Portion of a data file

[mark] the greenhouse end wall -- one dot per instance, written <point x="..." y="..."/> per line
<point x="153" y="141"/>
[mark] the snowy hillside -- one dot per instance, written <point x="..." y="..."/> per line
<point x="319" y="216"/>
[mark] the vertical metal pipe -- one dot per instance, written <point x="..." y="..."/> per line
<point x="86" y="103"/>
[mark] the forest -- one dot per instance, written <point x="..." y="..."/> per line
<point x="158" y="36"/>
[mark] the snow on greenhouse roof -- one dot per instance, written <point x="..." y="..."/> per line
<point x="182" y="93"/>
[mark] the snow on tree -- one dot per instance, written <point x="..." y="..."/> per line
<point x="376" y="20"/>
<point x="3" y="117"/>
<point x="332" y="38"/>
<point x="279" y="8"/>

==

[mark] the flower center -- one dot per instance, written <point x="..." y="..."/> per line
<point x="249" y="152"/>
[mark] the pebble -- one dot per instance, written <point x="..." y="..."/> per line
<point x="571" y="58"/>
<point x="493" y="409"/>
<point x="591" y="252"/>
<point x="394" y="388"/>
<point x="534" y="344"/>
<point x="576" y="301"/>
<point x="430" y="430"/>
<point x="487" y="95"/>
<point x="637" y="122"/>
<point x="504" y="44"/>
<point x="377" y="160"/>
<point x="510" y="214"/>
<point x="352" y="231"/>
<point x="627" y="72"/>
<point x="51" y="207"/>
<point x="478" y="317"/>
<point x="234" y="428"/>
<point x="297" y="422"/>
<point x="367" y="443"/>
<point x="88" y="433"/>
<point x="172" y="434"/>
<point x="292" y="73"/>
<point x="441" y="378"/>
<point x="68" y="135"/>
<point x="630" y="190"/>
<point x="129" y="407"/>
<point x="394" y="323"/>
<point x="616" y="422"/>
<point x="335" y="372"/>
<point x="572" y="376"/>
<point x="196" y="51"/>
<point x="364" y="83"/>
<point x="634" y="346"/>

### Objective
Extract each line of the records that contains the word "greenhouse". Matching is case-sensitive.

### Exercise response
[mark] the greenhouse end wall -- one dot per instance, written <point x="..." y="..."/> per line
[mark] the snow on greenhouse roof -- one dot per instance, written <point x="..." y="..."/> per line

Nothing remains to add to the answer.